**TO DO**
Please write out the material again, starting with the line containing "dry yellow grass" and going on through its last line, with the request lines included. Rescale every coordinate in the answers by multiplying it by 1.1 and rounding to a whole number, with halves rounded up.

**DATA ENTRIES**
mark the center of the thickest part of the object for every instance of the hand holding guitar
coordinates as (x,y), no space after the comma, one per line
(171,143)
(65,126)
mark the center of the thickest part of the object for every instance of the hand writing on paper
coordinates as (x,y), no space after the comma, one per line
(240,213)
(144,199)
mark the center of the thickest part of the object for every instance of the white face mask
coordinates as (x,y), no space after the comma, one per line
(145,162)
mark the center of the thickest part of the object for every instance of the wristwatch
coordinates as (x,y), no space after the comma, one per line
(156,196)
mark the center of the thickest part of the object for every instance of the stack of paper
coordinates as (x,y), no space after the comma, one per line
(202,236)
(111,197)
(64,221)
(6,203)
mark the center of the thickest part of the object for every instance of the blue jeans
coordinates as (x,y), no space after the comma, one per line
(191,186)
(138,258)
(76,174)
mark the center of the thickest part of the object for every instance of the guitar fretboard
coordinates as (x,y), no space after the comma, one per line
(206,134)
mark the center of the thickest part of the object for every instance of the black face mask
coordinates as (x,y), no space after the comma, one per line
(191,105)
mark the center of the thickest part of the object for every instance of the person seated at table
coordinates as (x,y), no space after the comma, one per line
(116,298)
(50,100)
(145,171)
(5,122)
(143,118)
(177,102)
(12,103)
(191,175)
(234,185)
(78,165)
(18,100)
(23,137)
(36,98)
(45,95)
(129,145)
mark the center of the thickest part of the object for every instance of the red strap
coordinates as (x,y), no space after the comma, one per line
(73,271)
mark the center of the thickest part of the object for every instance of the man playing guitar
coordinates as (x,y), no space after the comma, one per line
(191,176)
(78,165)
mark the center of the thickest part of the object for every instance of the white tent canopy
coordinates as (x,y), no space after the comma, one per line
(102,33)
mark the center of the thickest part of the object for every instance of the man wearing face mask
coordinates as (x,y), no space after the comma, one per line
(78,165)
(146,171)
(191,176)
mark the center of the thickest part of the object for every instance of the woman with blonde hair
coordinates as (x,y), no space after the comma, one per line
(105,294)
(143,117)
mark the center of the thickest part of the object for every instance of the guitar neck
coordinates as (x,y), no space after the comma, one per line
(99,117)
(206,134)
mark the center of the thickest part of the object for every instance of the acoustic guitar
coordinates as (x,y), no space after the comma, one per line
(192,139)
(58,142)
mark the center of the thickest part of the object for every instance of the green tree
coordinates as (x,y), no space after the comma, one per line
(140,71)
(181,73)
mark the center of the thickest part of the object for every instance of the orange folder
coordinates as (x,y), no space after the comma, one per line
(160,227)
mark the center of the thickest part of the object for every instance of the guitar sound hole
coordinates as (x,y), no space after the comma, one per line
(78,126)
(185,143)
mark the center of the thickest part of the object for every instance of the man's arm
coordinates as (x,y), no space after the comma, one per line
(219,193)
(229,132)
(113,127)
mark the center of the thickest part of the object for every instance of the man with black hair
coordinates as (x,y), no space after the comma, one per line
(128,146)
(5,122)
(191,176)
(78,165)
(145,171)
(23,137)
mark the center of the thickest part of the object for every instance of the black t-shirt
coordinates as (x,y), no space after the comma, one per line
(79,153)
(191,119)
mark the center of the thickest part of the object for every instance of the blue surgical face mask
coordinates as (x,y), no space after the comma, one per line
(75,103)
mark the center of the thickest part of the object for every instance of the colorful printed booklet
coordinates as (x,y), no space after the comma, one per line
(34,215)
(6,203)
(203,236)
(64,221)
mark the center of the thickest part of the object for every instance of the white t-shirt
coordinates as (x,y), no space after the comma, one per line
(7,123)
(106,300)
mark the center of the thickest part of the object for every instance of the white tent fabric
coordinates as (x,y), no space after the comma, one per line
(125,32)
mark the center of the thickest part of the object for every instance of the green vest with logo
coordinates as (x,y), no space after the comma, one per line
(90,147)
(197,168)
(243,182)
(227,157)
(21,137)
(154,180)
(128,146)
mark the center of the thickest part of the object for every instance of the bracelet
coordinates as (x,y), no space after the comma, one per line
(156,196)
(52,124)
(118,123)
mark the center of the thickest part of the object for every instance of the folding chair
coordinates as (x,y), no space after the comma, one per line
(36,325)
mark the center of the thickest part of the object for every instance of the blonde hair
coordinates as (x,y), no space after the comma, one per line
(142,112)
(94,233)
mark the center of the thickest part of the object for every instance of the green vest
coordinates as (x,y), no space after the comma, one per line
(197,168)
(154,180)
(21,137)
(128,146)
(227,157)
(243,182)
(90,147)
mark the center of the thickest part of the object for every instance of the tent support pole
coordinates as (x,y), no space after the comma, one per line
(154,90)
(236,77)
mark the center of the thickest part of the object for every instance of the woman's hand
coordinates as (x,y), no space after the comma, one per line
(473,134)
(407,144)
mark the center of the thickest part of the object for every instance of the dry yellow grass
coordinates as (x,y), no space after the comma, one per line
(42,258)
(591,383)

**FINISHED EXERCISE**
mark the center of the thickest part of the object for every instance of the dry yellow grass
coordinates as (x,y), no space after the comma, one per line
(46,284)
(650,421)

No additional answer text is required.